In full and without alteration, output each record given here.

──────────────────────────────

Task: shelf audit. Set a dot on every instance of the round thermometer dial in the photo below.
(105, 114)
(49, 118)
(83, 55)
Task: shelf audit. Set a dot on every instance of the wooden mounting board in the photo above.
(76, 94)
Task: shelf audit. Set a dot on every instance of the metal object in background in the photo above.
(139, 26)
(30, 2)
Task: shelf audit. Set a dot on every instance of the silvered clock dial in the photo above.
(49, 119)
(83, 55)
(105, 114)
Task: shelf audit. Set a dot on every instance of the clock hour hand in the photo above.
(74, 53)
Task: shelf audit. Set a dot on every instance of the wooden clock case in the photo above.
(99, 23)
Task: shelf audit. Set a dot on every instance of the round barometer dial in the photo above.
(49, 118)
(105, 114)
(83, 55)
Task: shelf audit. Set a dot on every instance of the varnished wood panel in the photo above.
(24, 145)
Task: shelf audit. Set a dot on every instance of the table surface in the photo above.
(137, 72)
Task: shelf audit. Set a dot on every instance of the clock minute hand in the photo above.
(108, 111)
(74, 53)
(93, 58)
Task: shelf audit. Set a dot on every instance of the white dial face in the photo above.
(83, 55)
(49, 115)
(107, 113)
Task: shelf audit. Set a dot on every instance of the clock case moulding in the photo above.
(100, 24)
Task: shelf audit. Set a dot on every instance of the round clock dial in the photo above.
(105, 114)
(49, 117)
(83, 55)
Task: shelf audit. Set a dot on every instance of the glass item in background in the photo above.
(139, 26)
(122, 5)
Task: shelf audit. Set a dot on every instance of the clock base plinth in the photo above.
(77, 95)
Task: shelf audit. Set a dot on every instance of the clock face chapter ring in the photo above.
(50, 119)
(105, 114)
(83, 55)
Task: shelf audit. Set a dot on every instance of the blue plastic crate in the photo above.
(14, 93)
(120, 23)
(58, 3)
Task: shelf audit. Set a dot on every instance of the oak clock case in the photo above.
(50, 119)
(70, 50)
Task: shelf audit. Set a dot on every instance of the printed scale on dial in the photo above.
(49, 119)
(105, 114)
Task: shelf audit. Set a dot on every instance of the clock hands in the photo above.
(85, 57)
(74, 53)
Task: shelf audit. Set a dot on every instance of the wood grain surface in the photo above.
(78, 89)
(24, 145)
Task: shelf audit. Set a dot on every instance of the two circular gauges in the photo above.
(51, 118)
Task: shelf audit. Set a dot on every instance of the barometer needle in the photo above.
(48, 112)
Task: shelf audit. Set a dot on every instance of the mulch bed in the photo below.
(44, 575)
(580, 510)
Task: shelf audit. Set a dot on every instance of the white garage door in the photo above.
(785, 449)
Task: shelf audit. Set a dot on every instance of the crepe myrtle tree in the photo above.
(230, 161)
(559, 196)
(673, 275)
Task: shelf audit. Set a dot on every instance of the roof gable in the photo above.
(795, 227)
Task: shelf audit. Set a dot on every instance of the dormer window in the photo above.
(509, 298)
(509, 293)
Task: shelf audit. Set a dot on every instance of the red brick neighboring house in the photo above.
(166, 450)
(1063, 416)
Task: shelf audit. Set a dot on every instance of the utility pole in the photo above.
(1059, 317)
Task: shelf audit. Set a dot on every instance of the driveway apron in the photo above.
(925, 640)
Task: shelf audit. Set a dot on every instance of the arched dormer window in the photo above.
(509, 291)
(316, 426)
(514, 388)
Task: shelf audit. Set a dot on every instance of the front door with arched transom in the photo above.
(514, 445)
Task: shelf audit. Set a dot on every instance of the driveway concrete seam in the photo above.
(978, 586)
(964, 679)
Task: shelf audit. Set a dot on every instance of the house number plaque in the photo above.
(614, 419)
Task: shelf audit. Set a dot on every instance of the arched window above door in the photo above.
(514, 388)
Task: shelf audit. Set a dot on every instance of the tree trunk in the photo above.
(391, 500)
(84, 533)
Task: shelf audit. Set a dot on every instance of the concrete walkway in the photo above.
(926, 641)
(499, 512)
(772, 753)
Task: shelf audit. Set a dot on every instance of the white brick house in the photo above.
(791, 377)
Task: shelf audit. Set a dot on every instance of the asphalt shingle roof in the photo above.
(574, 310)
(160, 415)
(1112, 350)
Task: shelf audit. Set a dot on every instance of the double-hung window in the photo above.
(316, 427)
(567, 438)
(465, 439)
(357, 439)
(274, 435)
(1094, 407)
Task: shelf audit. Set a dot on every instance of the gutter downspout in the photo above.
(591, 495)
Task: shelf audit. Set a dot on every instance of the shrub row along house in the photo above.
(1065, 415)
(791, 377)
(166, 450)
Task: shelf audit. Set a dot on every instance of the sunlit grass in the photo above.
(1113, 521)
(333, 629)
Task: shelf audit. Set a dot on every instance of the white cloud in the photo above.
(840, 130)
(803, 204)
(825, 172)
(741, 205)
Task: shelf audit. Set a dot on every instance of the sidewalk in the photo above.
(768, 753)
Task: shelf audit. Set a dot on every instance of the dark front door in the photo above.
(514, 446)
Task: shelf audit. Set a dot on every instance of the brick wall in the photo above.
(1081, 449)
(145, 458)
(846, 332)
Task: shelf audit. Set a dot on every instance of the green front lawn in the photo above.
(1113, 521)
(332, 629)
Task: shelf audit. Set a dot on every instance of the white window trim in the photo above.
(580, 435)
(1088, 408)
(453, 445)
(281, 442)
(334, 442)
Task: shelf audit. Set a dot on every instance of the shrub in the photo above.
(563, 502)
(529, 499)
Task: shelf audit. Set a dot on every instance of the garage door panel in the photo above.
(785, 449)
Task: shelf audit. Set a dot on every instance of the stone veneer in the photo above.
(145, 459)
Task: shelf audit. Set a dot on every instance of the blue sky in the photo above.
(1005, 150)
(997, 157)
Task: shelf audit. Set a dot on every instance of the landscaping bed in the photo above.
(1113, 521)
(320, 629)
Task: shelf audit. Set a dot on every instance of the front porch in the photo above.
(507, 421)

──────────────────────────────

» Solution:
Task: shelf audit. Set a dot on every instance of the round thermometer dial in the photo below.
(105, 114)
(49, 118)
(83, 55)
Task: shelf audit. Set a dot on every instance of the wooden mounting board in the photo above.
(76, 94)
Task: shelf audit. Set a dot on every instance of the metal object in background in the photo above.
(139, 26)
(30, 2)
Task: shelf audit. Set a dot on every instance of the silvered clock dial in the photo above.
(49, 119)
(83, 55)
(105, 114)
Task: shelf audit. Set a dot on every instance of the clock hour hand in the photo above.
(74, 53)
Task: shelf audit. Set a dot on every instance of the wooden clock case in the photo above.
(99, 23)
Task: shelf audit. Set a dot on every instance of the round barometer dial in the photo above.
(49, 118)
(105, 114)
(83, 55)
Task: shelf audit. Set a dot on every instance of the varnished wood panel in the photo above.
(24, 145)
Task: shelf audit. Set a dot on every instance of the table surface in the photo above.
(137, 72)
Task: shelf audit. Set a dot on every instance of the clock minute hand in the photo above.
(108, 111)
(74, 53)
(93, 58)
Task: shelf audit. Set a dot on every instance of the white dial face in the photo above.
(83, 55)
(49, 115)
(107, 113)
Task: shelf audit. Set a dot on every instance of the clock case moulding in the photo above.
(100, 24)
Task: shelf audit. Set a dot on every instance of the round clock dial in the photo above.
(105, 114)
(49, 117)
(83, 55)
Task: shelf audit. Set a dot on every instance of the glass item in background in the photo above.
(139, 26)
(122, 5)
Task: shelf audit. Set a dot on every instance of the clock base plinth in the photo above.
(77, 95)
Task: shelf audit. Set a dot on every instance of the clock face chapter ring in the photo above.
(50, 119)
(105, 114)
(83, 55)
Task: shelf audit. Set a dot on every instance of the blue plastic crate in the photo above.
(14, 93)
(120, 23)
(58, 3)
Task: shelf audit. Set a dot on every instance of the oak clock case in the photo above.
(50, 119)
(70, 50)
Task: shelf audit. Set a dot on every instance of the printed scale on dial in the photo above.
(49, 119)
(105, 114)
Task: shelf audit. Set a dot on every instance of the clock hands in the photo above.
(85, 57)
(74, 53)
Task: shelf audit. Set a dot on every instance of the wood grain surface in the photo above.
(78, 89)
(24, 145)
Task: shelf audit. Set a dot on every instance of the two circular gauges in the photo above.
(51, 118)
Task: shelf audit. Set a dot on every instance of the barometer needle in the photo above.
(48, 112)
Task: shelf audit. Set a dot on every instance of the mulch bed in the photo below.
(44, 575)
(580, 510)
Task: shelf audit. Set a dot on every instance of the white garage door in the photo above.
(785, 449)
Task: shelf audit. Set a dot on every instance of the crepe myrtle tree in the photo above.
(230, 161)
(559, 196)
(673, 275)
Task: shelf audit. Set a dot on every instance of the roof gable in the photo above.
(795, 227)
Task: shelf audit. Set a dot on every instance of the dormer window in the photo above.
(509, 298)
(509, 293)
Task: shelf audit. Set a dot on every instance of the red brick neighboring house in the photo above.
(166, 450)
(1063, 416)
Task: shelf audit. Set a dot on every instance of the utility pole in the photo above.
(1059, 317)
Task: shelf audit. Set a dot on every instance of the driveway apron in the photo above.
(925, 640)
Task: shelf audit. Set a dot on every instance of the arched dormer window in the photo above.
(509, 291)
(316, 426)
(514, 388)
Task: shelf audit. Set a dot on every instance of the front door with arched transom in the photo above.
(514, 445)
Task: shelf audit. Set a dot on every instance of the driveway concrete seam in the photo above.
(978, 586)
(964, 679)
Task: shelf audit. Set a dot on every instance of the house number plaque in the photo above.
(614, 419)
Task: shelf audit. Set a dot on every instance of the arched window above door in the photo above.
(514, 388)
Task: shelf audit. Set a dot on every instance of the tree trunk in the photo above.
(391, 500)
(84, 533)
Task: shelf audit. Set a dot on every instance of the concrete walkway in the photo above.
(926, 641)
(499, 512)
(772, 753)
Task: shelf audit. Set a dot on every instance of the white brick house in the photo above.
(791, 377)
Task: shelf audit. Set a dot on every instance of the asphalt shingle roof in the photo above.
(574, 310)
(160, 415)
(1112, 350)
Task: shelf audit. Set a dot on every instance of the double-hung window in the photo above.
(316, 427)
(567, 438)
(465, 439)
(357, 439)
(274, 435)
(1094, 407)
Task: shelf audit. Set a dot on every instance of the gutter downspout in the photo above.
(591, 495)
Task: shelf audit. Set a dot on every instance of the shrub row along house in the photo above.
(1065, 415)
(791, 377)
(166, 450)
Task: shelf audit. Set a dot on every instance of the sunlit grass in the photo above.
(1113, 521)
(333, 629)
Task: shelf audit. Set a dot on every instance of the white cloud in the photo above.
(840, 130)
(803, 204)
(825, 172)
(741, 205)
Task: shelf audit. Set a dot on every instance of the sidewalk in the photo above.
(768, 753)
Task: shelf audit. Set a dot on every instance of the dark front door in the photo above.
(514, 446)
Task: shelf audit. Set a dot on every instance of the brick wall in the photo above.
(1081, 449)
(145, 458)
(846, 332)
Task: shelf audit. Set a dot on every instance of the green front lawn in the photo above.
(1113, 521)
(332, 629)
Task: shelf audit. Set a dot on every instance of the white window trim in the photo above.
(580, 435)
(1088, 408)
(453, 445)
(281, 442)
(334, 442)
Task: shelf audit. Set a dot on every instance of the shrub in the photo above.
(563, 502)
(529, 499)
Task: shelf audit. Set a dot on every instance of the garage door panel in the photo above.
(785, 449)
Task: shelf audit. Set a dot on every instance of the stone veneer in the photo above.
(145, 459)
Task: shelf audit. Set a dot on every instance of the blue sky in the photo above.
(1005, 150)
(997, 157)
Task: shelf audit. Set a dot on every instance of the landscaping bed in the photo above.
(1113, 521)
(320, 629)
Task: shelf audit. Set a dot on every instance of the front porch in the photo above.
(507, 421)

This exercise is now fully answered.